---------- EXCERPT TO READ ----------

Wednesday, June 24, 2009

break wk (11)

its week 11 which is to say i had studied for almost 3 months already! 5 more months to official byebye NYP. today i went back to school for skill practice.

IA line com'on baby!
ECG no problem til you ask me to interperet it. =P
suction not too bad but damn u if u want me to go solo on an intubate pt (whats the close system for huh!? tell me!!)
Prepare for intubation? hmm... not so sure abt it but pray hard hard not my test skill!
cardio monitoring and defil. bring it on baby!! VT, VF, AF, AV, PEA- watever u maybe!

so am i ready for the skill test? hmm... honestly i prefer real life to clinical test! =P *touch wood* i think i am ready but i need to buck up on my theory part. what is that for and why is and not that? skill-wise sure can pass one lar but if want me to explain i will err...orh....err...

---------- INPUT DATA ----------

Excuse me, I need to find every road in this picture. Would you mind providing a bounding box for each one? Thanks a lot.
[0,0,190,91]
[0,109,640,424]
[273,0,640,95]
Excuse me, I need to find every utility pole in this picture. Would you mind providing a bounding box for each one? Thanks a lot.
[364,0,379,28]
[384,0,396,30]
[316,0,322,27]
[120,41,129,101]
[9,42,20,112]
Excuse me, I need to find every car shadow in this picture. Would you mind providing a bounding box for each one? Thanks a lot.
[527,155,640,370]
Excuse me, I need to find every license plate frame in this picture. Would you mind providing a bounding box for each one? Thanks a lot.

----------
---------- INPUT DATA ----------

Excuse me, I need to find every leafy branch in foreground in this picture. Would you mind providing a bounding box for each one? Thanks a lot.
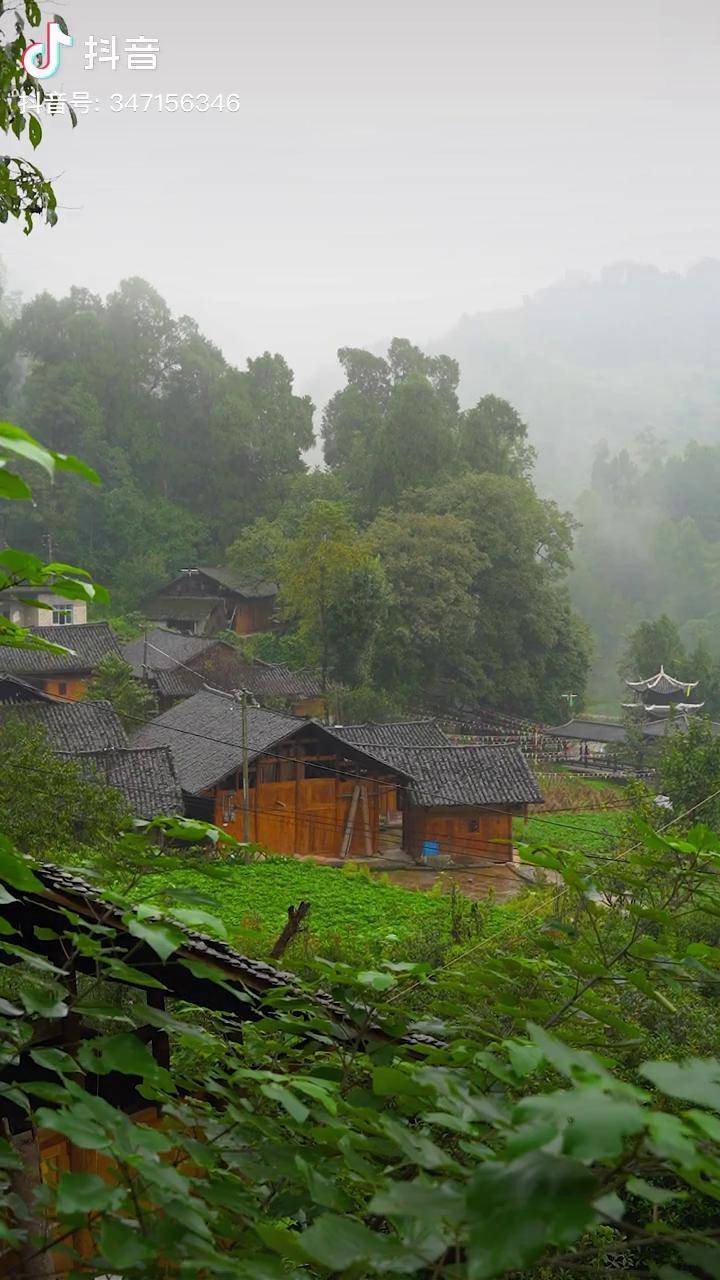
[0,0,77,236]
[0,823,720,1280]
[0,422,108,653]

----------

§ **EXERCISE GOAL**
Copy out the week 11 blog post word for word, between "its week 11" and "for skill practice.", inclusive. You won't need the records for this.

§ **ANSWER BELOW**
its week 11 which is to say i had studied for almost 3 months already! 5 more months to official byebye NYP. today i went back to school for skill practice.